Input material:
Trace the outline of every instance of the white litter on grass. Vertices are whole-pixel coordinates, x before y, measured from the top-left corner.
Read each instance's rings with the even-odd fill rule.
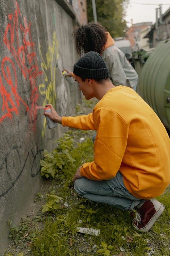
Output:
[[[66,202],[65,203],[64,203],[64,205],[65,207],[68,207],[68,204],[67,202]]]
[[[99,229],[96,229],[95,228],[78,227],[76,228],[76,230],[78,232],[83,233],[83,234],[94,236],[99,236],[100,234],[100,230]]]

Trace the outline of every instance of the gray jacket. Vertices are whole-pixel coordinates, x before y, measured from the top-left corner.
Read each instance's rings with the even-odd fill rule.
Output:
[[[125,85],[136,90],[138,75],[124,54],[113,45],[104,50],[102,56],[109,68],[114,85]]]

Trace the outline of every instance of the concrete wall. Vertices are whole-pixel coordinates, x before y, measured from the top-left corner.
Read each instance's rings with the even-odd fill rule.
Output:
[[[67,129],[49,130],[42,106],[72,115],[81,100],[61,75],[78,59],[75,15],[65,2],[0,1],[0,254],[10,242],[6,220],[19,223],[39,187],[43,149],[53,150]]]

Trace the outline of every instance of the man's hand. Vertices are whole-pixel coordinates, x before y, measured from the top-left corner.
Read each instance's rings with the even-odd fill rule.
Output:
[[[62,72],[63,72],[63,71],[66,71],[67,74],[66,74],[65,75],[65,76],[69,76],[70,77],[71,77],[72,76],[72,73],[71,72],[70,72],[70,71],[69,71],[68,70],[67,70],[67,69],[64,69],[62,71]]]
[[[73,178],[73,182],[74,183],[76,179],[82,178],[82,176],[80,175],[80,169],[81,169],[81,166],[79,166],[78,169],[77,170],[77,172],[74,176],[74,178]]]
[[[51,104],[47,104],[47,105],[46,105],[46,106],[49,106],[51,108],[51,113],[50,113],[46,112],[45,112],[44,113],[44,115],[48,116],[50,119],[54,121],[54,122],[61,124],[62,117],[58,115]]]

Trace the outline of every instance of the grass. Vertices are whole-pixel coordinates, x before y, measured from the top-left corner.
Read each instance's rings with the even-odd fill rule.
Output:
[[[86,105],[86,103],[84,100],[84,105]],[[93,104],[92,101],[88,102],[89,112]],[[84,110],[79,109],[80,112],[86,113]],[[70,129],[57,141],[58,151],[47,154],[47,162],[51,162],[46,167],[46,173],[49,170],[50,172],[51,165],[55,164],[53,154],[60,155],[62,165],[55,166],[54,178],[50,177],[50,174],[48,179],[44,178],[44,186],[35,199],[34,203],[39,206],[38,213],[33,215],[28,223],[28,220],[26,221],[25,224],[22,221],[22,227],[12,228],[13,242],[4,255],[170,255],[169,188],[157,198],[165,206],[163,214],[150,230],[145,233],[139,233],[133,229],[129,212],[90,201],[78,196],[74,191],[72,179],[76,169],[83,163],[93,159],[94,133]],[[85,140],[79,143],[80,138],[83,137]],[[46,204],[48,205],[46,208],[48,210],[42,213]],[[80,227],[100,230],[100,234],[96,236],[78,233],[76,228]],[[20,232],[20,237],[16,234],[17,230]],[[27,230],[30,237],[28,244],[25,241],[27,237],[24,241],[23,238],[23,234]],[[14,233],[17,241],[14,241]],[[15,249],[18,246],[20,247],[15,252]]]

Exercise task:
Please put every line of the records above into a numbered list, skipping the blank lines and leaving out the pictures.

Full solution:
1. Trace the outline of every instance of the white litter on grass. Vertices are whole-pixel coordinates, x before y, measured from the top-left corner.
2. Read each instance's rings with the even-odd fill rule.
3. Output:
4. [[[66,202],[65,203],[64,203],[64,205],[65,207],[68,207],[68,204],[67,202]]]
5. [[[99,229],[96,229],[95,228],[78,227],[76,228],[76,230],[78,232],[83,233],[83,234],[94,236],[99,236],[100,234],[100,230]]]
6. Trace the outline of every instance of the gray jacket. Vertices are whole-pixel coordinates, x before y, measured from the top-left corner.
7. Read each instance's rings with the even-odd fill rule.
8. Output:
9. [[[125,85],[136,90],[138,75],[124,54],[113,45],[104,50],[102,56],[109,68],[114,85]]]
10. Trace the outline of every instance of the concrete wall. Vertices are whole-pixel coordinates, x before y, measured from the top-left corner.
11. Read each instance's rings with the even-odd fill rule.
12. Output:
13. [[[67,129],[49,130],[42,106],[72,115],[81,100],[61,75],[78,59],[75,15],[65,2],[0,1],[0,254],[10,242],[6,220],[19,223],[39,187],[43,149],[53,150]]]
14. Trace the outline of every instance of the man's hand. Vertices are whole-pixel coordinates, x before y, measured from the top-left corner.
15. Read each instance's rings with the even-odd fill rule.
16. Output:
17. [[[62,72],[63,72],[63,71],[66,71],[67,74],[66,74],[65,75],[65,76],[69,76],[70,77],[71,77],[72,76],[72,73],[71,72],[70,72],[70,71],[69,71],[68,70],[67,70],[67,69],[64,69],[62,71]]]
18. [[[73,178],[73,182],[74,183],[76,179],[82,178],[82,176],[80,175],[80,169],[81,169],[81,166],[79,166],[78,169],[77,170],[77,172],[74,176],[74,178]]]
19. [[[51,104],[47,104],[47,105],[46,105],[46,106],[49,106],[51,108],[51,113],[50,113],[46,112],[45,112],[44,113],[44,115],[48,116],[50,119],[54,121],[54,122],[61,124],[62,117],[58,115]]]
20. Trace the outline of every instance of the grass. Vertices are whole-pixel coordinates, x before y, measured from the top-left corner.
21. Read each instance's rings with the even-odd fill rule.
22. Output:
23. [[[86,105],[86,103],[84,100],[84,105]],[[93,104],[92,101],[88,102],[89,112]],[[84,110],[79,109],[80,112],[86,113]],[[70,129],[57,141],[58,151],[47,154],[47,162],[51,162],[46,167],[46,173],[49,170],[50,172],[51,165],[55,164],[53,154],[60,155],[62,165],[55,166],[54,178],[50,177],[50,174],[48,179],[44,178],[44,186],[35,199],[34,203],[39,206],[38,213],[33,215],[28,223],[28,220],[26,221],[25,224],[22,221],[22,227],[12,228],[13,242],[4,255],[170,255],[169,188],[157,198],[165,206],[163,214],[150,230],[145,233],[139,233],[133,229],[129,212],[90,201],[78,196],[74,191],[72,179],[76,169],[83,163],[93,159],[94,133]],[[85,140],[79,143],[80,138],[83,137]],[[46,204],[48,205],[46,208],[48,210],[42,213]],[[80,227],[100,230],[100,234],[96,236],[78,233],[76,228]],[[20,232],[20,237],[16,234],[17,230]],[[27,230],[30,237],[28,244],[25,241],[27,237],[24,241],[23,238],[23,234]],[[14,233],[17,241],[14,241]],[[15,249],[18,246],[20,247],[15,252]]]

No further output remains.